METHOD AND DEVICE FOR PREDICTING WAFER TEST DATA

Description

BACKGROUND

Technical Field

The disclosure relates to a method and a device, in particular to a method and a related electronic device thereof for predicting wafer test data.

Description of Related Art

Electrical characteristics on a wafer often have a complex distribution. In many test conditions, it is difficult to fully cover or reflect these characteristics with limited test data. Therefore, how to precisely acquire the electrical characteristic distribution of the entire wafer using limited test data has become an important topic in the field.

SUMMARY

The disclosure provides a method and an electronic device for predicting wafer test data, which can be configured to predict data of an electrical characteristic distribution on a wafer.

The method for predicting wafer test data provided by the disclosure includes: a pre-processing is performed on a wafer acceptance test (WAT) data of a wafer to convert multiple position information of the WAT data on the wafer to multiple positional embedding vectors, and the WAT data has a first quantity of data points; and a chip probing (CP) data and the positional embedding vectors of the wafer are input into an artificial intelligence model to allow the artificial intelligence model to generate a predicted WAT data of the wafer, and the predicted WAT data has a second quantity of data points greater than the first quantity.

> **WORK TO COMPLETE**
List every heading in the wafer test data passage above that comes after its title line, in order.

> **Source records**

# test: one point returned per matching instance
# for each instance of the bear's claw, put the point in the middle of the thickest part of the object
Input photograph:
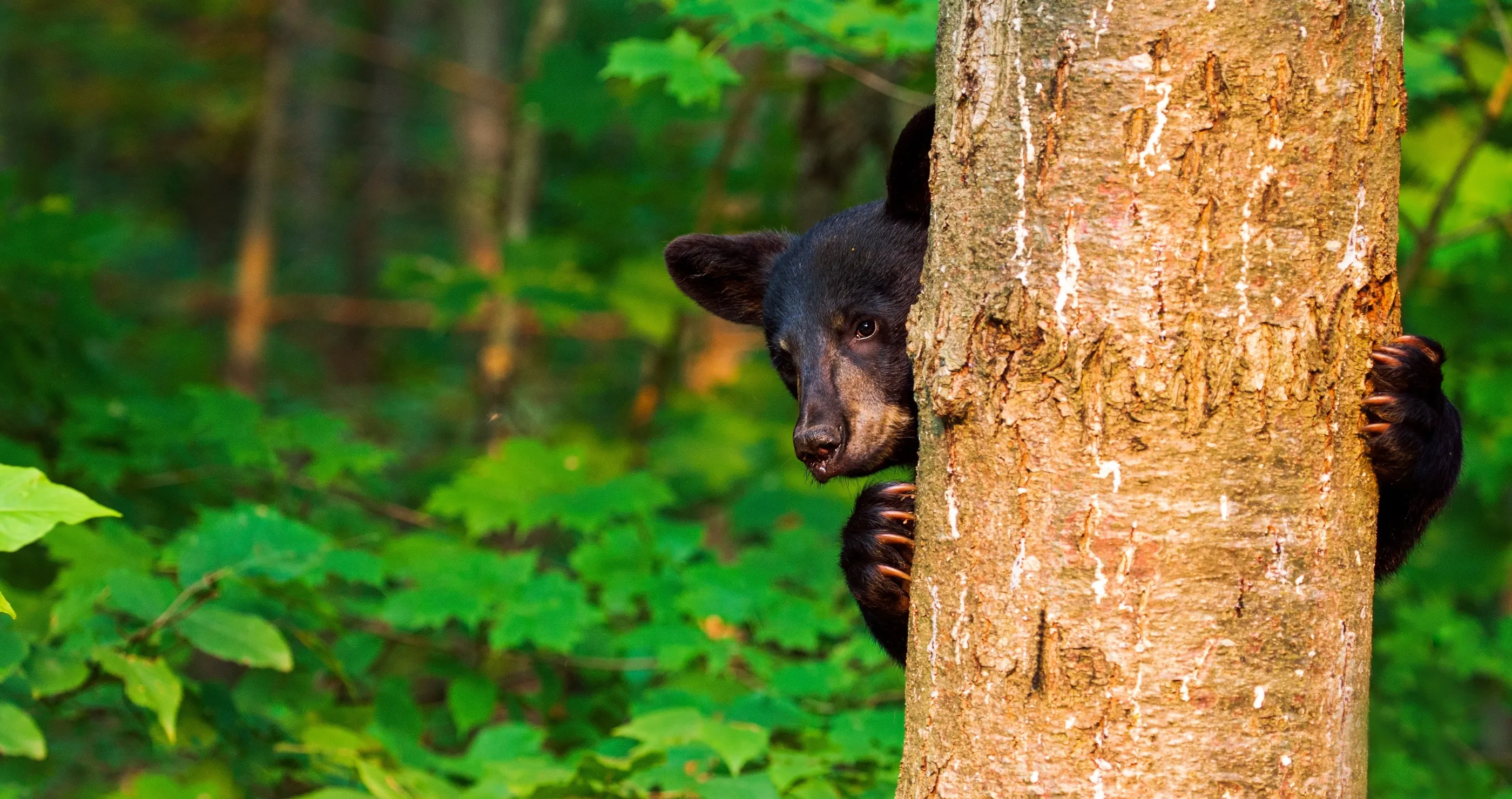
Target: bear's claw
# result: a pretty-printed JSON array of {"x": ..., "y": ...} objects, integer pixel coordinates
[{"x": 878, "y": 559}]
...
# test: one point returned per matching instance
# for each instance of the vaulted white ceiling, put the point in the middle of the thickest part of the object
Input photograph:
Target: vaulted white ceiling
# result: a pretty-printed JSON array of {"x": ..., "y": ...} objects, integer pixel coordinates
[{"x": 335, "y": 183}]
...
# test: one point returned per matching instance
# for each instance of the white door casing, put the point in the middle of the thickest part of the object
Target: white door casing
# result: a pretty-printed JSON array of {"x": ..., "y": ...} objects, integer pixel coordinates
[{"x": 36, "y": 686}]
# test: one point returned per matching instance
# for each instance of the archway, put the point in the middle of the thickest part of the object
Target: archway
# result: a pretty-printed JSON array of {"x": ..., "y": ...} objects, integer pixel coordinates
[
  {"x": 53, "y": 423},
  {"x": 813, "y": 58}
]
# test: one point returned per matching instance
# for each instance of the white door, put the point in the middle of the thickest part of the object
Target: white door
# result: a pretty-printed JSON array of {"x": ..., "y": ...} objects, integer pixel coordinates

> **WORKED ANSWER**
Description
BACKGROUND
Technical Field
Description of Related Art
SUMMARY